(Data items)
◆ ◆ ◆ ◆ ◆ ◆ ◆
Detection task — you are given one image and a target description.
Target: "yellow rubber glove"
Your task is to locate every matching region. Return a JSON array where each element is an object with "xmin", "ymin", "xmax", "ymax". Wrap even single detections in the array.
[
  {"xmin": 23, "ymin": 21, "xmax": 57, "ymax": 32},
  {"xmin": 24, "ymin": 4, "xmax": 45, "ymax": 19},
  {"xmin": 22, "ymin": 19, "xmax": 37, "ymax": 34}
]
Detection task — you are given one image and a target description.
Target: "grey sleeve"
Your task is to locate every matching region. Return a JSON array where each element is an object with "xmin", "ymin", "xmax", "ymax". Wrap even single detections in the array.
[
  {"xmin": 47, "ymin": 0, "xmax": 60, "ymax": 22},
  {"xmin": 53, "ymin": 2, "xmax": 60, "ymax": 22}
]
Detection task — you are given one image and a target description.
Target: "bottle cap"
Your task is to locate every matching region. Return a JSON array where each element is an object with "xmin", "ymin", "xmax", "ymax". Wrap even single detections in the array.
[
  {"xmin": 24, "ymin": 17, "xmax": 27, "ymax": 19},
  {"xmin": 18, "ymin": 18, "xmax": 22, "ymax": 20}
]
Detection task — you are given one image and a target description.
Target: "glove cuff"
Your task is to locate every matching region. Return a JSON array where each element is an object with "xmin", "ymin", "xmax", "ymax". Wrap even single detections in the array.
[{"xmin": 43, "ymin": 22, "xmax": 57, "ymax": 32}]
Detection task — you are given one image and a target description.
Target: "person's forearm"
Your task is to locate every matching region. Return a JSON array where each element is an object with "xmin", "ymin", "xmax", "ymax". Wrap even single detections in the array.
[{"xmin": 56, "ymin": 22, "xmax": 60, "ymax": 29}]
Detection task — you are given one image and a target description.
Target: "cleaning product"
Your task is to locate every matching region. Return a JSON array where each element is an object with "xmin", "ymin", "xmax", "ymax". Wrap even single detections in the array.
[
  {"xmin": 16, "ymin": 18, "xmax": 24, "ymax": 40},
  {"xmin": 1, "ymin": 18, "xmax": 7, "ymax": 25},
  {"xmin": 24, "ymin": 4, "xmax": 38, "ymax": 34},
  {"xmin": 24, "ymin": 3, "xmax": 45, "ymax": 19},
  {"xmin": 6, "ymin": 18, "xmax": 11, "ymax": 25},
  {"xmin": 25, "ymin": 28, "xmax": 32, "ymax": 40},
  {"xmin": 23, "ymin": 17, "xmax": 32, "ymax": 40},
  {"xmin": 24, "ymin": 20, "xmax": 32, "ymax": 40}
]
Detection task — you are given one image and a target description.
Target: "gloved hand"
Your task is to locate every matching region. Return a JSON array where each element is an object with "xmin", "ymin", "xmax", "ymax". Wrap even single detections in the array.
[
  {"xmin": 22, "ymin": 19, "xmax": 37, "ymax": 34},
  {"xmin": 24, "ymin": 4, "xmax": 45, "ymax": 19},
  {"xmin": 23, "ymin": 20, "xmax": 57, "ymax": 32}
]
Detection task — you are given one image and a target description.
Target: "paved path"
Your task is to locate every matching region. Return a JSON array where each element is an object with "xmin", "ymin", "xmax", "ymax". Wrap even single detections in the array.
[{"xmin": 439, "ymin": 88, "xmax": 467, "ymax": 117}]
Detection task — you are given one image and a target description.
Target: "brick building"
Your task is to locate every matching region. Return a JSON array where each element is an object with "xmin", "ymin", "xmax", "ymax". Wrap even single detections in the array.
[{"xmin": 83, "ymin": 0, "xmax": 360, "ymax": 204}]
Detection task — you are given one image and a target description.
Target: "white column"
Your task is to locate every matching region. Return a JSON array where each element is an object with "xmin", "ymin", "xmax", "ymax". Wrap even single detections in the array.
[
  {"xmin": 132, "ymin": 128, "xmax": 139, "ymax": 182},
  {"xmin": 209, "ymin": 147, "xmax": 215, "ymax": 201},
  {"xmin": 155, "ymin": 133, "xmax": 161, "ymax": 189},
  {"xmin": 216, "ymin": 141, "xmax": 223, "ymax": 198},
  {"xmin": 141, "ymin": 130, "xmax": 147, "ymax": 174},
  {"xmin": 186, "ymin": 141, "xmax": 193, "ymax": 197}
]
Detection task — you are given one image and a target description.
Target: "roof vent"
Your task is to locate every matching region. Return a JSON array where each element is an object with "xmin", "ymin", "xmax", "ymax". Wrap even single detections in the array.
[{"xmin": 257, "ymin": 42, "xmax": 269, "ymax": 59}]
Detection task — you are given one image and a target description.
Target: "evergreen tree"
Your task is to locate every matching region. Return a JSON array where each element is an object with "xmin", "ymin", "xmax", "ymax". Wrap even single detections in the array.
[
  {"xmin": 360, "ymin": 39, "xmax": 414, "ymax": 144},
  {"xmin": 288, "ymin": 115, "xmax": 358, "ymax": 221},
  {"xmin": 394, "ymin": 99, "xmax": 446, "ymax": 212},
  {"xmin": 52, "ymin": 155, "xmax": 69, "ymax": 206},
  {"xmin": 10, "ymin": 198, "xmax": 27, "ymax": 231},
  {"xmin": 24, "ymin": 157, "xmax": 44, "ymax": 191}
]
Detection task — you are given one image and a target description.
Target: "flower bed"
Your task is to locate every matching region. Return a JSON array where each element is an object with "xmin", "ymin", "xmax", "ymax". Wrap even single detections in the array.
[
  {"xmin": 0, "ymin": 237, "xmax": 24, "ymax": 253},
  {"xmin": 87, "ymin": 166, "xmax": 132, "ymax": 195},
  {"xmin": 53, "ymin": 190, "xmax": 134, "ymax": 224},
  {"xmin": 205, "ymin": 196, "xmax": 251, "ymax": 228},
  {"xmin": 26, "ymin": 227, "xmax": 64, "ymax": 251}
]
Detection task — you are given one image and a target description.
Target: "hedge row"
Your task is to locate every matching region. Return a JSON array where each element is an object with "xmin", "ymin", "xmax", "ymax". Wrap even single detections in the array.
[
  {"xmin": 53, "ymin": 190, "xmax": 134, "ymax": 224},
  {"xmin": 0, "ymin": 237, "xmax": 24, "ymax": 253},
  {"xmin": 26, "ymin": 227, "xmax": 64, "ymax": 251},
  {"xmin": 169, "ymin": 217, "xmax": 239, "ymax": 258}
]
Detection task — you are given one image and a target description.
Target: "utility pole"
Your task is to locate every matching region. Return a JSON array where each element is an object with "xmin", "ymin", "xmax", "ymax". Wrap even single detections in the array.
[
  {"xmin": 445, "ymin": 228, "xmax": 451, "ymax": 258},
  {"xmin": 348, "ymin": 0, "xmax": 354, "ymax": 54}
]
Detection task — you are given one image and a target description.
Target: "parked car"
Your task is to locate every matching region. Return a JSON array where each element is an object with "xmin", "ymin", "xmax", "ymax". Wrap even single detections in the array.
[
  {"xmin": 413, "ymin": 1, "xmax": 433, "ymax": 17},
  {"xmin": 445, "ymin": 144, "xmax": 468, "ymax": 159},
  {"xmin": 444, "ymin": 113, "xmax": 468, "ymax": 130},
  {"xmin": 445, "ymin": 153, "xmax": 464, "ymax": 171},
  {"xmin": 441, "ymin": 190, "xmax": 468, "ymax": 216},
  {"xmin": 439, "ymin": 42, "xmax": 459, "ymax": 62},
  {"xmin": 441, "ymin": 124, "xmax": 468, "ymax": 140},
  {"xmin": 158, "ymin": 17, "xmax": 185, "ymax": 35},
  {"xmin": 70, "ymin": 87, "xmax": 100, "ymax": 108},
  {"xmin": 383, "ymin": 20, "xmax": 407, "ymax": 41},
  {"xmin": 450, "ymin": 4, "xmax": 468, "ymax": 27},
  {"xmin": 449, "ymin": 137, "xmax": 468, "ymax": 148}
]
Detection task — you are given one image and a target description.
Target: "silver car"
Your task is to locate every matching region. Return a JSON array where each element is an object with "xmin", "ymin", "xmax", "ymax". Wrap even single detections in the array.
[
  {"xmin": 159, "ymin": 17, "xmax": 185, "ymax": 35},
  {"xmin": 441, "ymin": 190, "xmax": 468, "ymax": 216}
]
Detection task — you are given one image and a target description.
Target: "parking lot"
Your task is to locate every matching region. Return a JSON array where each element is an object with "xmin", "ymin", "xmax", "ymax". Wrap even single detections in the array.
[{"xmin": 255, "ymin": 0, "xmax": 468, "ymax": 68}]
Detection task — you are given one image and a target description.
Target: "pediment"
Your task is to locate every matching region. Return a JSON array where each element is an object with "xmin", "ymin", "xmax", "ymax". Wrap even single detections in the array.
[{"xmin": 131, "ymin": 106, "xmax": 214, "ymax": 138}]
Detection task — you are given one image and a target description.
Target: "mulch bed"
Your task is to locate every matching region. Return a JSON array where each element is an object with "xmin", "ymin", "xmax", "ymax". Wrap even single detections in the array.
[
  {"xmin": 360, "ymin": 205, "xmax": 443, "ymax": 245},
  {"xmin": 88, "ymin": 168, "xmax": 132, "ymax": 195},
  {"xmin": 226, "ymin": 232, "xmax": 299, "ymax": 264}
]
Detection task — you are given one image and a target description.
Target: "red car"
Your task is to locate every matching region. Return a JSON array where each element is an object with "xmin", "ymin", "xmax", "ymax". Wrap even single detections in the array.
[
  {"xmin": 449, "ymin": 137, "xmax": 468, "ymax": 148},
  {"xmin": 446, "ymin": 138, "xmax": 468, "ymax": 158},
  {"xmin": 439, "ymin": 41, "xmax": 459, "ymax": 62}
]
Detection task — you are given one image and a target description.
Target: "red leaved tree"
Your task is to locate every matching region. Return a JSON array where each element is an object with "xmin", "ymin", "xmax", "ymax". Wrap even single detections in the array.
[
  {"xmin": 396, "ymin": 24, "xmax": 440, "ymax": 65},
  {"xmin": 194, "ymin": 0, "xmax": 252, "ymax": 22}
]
◆ ◆ ◆ ◆ ◆ ◆ ◆
Using the records above, select and copy every line that has the word "tree".

▸ **Written response**:
Target: "evergreen tree"
Target: "red leaved tree"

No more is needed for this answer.